* [Exercise] Revise every entry below by replacing "Search for" with "Locate" wherever it occurs. Leave all other text unchanged.
[Working data start]
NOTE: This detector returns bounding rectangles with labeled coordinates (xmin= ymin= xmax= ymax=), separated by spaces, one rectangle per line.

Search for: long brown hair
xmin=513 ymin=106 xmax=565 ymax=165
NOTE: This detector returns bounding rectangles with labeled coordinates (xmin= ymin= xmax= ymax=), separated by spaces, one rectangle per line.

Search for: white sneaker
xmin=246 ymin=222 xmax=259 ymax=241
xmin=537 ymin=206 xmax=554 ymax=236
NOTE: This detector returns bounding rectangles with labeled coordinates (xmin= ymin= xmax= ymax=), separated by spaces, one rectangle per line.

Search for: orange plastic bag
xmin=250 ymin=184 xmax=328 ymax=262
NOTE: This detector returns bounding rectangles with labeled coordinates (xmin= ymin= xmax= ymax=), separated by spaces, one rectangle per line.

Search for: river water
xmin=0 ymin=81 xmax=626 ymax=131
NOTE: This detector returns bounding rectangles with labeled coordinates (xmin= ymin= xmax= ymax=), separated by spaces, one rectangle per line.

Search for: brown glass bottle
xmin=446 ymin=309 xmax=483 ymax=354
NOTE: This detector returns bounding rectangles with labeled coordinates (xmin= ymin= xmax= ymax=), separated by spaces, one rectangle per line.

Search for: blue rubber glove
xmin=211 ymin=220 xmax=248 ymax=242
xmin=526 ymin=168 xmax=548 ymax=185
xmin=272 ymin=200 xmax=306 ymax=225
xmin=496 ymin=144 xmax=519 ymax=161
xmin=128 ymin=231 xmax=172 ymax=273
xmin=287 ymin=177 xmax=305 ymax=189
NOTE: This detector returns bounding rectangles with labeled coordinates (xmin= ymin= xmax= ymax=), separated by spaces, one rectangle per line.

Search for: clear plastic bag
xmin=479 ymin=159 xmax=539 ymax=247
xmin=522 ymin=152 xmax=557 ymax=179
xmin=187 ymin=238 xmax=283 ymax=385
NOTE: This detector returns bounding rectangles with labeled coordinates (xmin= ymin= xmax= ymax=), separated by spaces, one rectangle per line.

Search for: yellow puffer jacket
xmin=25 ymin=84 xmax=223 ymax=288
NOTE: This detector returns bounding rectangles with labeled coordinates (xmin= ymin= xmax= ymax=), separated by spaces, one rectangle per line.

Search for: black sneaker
[Working data end]
* [The output]
NOTE: This detector returns bounding rectangles with labeled coordinates (xmin= ymin= xmax= ymax=), separated by spaces, one rectangle per line.

Locate: long brown hair
xmin=513 ymin=106 xmax=565 ymax=165
NOTE: This detector returns bounding rectangles with labeled coordinates (xmin= ymin= xmax= ymax=), separated by spaces, one rectangle per line.

Locate: white sneaker
xmin=246 ymin=222 xmax=259 ymax=241
xmin=537 ymin=206 xmax=554 ymax=236
NOTE: This detector returns bounding rectangles with labeled coordinates (xmin= ymin= xmax= ymax=), separated by spaces, one rectangle per line.

Locate: orange plastic bag
xmin=250 ymin=184 xmax=328 ymax=262
NOTE: This detector returns bounding rectangles with labeled coordinates (xmin= ymin= xmax= ymax=), separated by spaces, one rectangle per line.

Locate: river water
xmin=0 ymin=81 xmax=626 ymax=131
NOTE: This detector returns bounding rectangles with labeled coordinates (xmin= ymin= xmax= ymax=), separated by spaces, one rectangle per line.

Locate: brown glass bottle
xmin=446 ymin=309 xmax=483 ymax=354
NOTE: This detector returns bounding rectangles with labeled coordinates (xmin= ymin= xmax= ymax=), separated by spaces, one rectangle per line.

Locate: blue rubber glove
xmin=211 ymin=220 xmax=248 ymax=242
xmin=526 ymin=168 xmax=548 ymax=185
xmin=272 ymin=200 xmax=306 ymax=225
xmin=496 ymin=144 xmax=519 ymax=161
xmin=128 ymin=231 xmax=172 ymax=273
xmin=287 ymin=177 xmax=305 ymax=189
NOTE: This detector returns bounding rectangles with labeled coordinates (xmin= ymin= xmax= ymax=), separated by spaces, one rectangle per line.

Locate: clear plastic bag
xmin=479 ymin=159 xmax=539 ymax=247
xmin=522 ymin=152 xmax=557 ymax=179
xmin=187 ymin=238 xmax=283 ymax=385
NOTE: This detector returns bounding rectangles with labeled coordinates (xmin= ymin= xmax= ymax=), separated by spaces, one rectangle per line.

Locate: yellow puffer jacket
xmin=25 ymin=84 xmax=223 ymax=288
NOTE: This detector returns bounding rectangles with labeled coordinates (xmin= ymin= xmax= ymax=), separated by spaces, one rectangle per line.

Locate: black sneaker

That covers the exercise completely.